▶ **Exercise task**
Output the lines of the records from the one containing "Locate every doorway in the image." through the one containing "[96,95,104,125]" as a JSON list of strings, one string per line, leaving out blank lines.

+---+

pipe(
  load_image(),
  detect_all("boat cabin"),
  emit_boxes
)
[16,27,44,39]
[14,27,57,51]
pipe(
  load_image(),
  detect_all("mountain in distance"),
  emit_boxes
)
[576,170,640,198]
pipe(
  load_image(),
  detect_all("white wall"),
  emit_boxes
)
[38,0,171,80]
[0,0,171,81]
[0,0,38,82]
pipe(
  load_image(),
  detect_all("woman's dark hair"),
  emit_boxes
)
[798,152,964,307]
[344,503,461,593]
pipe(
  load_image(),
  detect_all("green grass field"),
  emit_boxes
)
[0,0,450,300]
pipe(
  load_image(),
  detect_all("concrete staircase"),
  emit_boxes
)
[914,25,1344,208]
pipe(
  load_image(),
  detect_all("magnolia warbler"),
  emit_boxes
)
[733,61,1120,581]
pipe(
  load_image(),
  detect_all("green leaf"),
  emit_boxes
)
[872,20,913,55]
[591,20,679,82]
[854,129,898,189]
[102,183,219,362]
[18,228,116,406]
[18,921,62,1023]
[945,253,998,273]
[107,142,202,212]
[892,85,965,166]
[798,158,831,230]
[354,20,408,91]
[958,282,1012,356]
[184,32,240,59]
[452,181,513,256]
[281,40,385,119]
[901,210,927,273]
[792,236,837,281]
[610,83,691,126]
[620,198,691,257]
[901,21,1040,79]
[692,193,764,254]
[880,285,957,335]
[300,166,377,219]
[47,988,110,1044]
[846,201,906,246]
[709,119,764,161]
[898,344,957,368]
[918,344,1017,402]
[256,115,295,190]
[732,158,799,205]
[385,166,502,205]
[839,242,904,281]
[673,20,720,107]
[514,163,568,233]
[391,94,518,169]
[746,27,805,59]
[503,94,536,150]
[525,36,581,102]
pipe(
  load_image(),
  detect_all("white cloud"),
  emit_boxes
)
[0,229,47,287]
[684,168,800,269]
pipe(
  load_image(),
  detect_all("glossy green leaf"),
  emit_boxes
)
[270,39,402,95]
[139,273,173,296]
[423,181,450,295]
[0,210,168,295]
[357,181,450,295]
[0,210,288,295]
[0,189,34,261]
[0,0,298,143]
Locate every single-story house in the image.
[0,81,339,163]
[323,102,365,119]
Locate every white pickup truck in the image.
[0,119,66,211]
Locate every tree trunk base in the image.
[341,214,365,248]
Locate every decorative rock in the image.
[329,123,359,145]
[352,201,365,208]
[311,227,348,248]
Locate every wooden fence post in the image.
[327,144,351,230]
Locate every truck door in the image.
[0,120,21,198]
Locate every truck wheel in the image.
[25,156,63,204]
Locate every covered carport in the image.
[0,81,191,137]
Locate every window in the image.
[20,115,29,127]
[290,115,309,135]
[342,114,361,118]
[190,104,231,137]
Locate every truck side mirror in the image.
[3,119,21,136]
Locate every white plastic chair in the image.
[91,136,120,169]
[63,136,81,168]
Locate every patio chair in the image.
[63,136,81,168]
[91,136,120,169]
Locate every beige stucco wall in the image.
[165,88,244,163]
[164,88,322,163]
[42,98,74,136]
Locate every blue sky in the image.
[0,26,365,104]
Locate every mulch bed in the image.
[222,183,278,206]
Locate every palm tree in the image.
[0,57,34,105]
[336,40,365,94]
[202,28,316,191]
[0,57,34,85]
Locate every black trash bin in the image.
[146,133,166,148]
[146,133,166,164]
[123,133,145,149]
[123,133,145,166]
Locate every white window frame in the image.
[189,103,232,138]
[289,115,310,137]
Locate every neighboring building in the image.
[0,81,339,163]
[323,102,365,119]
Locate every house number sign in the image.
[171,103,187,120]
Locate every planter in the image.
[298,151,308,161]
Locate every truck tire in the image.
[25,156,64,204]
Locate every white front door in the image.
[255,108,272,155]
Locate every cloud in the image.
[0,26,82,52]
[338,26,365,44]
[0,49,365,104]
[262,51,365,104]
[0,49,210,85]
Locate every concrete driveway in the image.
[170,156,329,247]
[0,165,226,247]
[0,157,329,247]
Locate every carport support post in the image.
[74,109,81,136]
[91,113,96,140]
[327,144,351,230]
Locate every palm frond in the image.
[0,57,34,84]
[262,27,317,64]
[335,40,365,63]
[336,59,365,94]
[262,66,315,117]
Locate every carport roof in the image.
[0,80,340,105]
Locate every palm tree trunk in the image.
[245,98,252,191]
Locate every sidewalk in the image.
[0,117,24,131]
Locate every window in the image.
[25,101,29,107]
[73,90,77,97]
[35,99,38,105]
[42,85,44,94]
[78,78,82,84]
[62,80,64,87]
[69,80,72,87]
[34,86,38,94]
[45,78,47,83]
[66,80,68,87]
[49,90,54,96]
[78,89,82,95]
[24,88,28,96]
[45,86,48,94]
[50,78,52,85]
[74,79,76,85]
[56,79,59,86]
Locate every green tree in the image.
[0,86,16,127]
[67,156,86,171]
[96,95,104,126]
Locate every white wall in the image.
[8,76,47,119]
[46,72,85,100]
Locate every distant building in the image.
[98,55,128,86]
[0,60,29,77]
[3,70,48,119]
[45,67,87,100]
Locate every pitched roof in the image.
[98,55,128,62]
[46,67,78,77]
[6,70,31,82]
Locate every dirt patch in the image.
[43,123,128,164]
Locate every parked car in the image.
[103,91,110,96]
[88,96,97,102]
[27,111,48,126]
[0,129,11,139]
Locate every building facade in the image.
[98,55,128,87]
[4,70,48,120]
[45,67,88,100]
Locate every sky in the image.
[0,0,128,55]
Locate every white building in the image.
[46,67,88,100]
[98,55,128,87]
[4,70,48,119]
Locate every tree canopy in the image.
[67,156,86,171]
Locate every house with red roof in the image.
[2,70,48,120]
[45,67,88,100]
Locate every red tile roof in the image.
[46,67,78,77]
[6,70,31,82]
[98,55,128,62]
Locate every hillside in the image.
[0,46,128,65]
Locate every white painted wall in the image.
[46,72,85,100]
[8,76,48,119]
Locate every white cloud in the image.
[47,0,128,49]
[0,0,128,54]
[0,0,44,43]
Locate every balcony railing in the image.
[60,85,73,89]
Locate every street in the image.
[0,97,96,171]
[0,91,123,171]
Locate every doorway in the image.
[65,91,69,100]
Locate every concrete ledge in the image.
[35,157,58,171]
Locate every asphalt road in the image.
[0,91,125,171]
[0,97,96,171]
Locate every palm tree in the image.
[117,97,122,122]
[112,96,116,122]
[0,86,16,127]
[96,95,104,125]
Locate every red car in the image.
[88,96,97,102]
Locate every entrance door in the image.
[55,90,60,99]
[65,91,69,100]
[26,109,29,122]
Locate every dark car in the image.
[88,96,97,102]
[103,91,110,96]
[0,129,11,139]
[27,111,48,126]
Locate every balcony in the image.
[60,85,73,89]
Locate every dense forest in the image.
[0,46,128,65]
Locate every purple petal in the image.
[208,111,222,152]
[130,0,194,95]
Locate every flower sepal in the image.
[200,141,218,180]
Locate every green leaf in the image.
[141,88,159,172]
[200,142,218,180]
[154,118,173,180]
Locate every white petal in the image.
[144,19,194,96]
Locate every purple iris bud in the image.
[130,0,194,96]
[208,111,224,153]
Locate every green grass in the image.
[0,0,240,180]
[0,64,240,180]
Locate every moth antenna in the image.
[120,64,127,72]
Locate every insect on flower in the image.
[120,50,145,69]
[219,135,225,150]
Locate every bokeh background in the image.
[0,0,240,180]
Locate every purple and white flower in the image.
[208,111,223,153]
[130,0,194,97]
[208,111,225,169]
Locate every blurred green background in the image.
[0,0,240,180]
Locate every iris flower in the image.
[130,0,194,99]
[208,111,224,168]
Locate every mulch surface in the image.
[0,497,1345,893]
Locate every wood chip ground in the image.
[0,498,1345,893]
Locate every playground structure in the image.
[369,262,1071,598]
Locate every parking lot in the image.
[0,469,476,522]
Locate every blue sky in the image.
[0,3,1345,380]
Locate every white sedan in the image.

+---+

▶ **Problem solution**
[
  "Locate every doorway in the image.",
  "[65,91,69,100]",
  "Locate every concrete ledge in the image.",
  "[35,157,58,171]",
  "Locate every asphalt road in the image.",
  "[0,91,125,171]",
  "[0,97,96,171]",
  "Locate every palm tree in the image.",
  "[117,97,122,122]",
  "[112,96,116,122]",
  "[0,86,16,127]",
  "[96,95,104,125]"
]